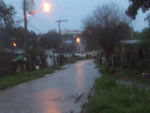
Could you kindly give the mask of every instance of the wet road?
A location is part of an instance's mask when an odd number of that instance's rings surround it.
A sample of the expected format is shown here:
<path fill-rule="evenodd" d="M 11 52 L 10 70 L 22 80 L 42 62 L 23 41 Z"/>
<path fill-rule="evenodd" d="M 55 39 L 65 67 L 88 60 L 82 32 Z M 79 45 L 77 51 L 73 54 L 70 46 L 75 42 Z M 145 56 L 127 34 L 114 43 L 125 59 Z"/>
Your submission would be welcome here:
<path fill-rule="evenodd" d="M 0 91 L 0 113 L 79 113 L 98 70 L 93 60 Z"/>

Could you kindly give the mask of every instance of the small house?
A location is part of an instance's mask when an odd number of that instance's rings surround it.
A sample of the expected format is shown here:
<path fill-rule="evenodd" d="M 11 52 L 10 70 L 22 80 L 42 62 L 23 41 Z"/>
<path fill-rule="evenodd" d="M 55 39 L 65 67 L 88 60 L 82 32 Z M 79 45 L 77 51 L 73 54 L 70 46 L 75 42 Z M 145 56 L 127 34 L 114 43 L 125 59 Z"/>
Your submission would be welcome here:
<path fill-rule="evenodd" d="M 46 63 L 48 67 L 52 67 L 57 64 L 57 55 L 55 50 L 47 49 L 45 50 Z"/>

...

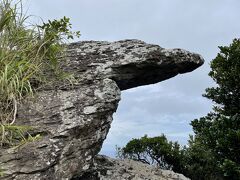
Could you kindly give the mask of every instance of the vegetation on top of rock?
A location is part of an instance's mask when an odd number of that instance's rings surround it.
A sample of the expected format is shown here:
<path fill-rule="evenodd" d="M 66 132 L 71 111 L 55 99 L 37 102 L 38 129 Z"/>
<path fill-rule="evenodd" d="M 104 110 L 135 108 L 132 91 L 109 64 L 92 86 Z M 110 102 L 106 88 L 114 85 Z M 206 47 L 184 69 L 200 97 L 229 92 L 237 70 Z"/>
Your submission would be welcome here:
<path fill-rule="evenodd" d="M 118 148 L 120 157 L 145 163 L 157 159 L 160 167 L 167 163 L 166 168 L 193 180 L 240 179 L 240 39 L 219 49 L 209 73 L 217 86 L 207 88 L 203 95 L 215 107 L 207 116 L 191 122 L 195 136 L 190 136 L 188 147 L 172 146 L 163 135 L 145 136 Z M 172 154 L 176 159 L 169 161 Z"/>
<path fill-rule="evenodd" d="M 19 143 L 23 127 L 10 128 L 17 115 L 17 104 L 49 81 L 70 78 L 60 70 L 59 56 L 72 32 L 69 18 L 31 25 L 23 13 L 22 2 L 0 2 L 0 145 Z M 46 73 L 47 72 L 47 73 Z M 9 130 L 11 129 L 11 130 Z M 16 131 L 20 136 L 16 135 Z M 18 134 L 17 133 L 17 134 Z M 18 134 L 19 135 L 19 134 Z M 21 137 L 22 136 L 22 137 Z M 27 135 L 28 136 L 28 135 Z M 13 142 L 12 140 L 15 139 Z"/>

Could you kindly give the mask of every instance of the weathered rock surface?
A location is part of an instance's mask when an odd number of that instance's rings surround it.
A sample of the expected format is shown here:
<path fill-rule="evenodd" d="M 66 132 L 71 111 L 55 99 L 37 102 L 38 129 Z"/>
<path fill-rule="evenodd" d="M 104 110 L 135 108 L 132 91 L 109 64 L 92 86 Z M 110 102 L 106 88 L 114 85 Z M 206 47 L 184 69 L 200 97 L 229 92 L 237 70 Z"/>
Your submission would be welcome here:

---

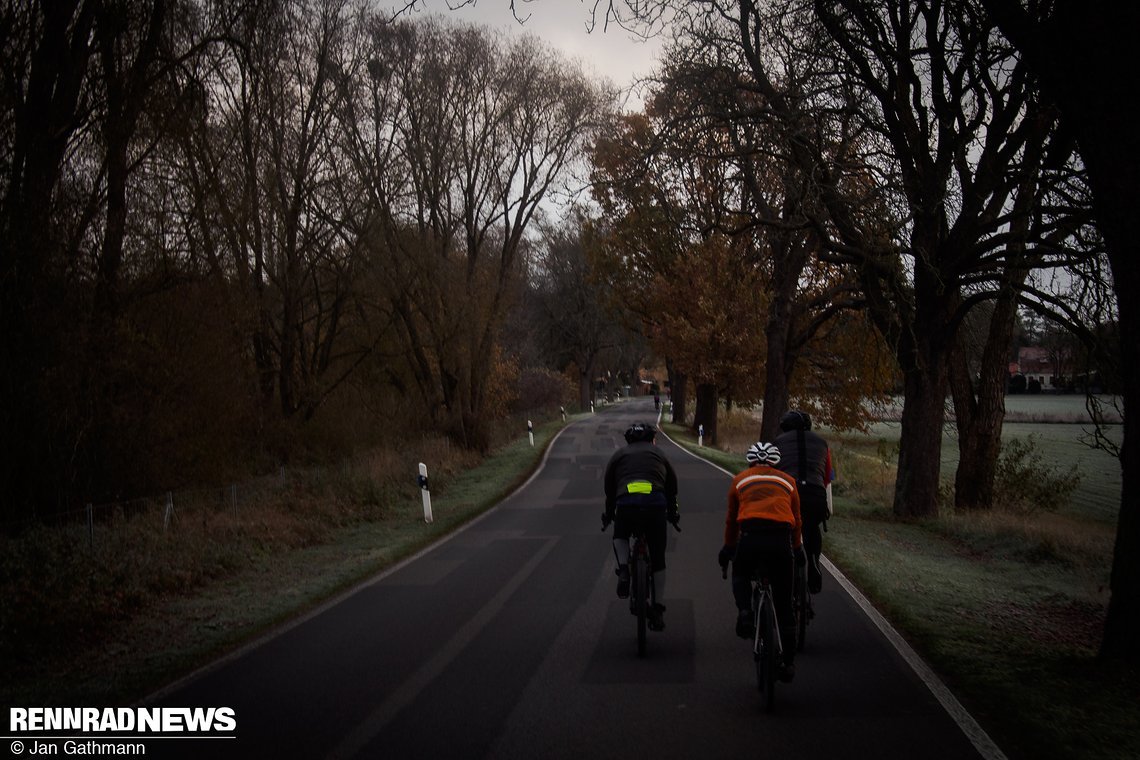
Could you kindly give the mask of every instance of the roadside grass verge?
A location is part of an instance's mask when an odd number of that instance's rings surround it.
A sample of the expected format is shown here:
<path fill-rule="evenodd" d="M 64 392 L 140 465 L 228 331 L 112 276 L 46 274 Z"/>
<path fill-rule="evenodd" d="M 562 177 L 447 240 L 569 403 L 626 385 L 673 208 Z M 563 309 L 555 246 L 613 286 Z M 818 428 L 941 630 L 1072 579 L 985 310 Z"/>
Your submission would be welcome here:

-- What needs to be done --
Among the records above, find each line containing the string "Could" and copy it.

-- Finished exercise --
Could you kindly give the mask of every instance of the wet road?
Could you kindly give the mask of every instance of the small house?
Could you kindly give the mask of every instance of the vegetation on top of rock?
Could you kindly give the mask of every instance of the weathered rock surface?
Could you kindly give the mask of every instance of the roadside grass verge?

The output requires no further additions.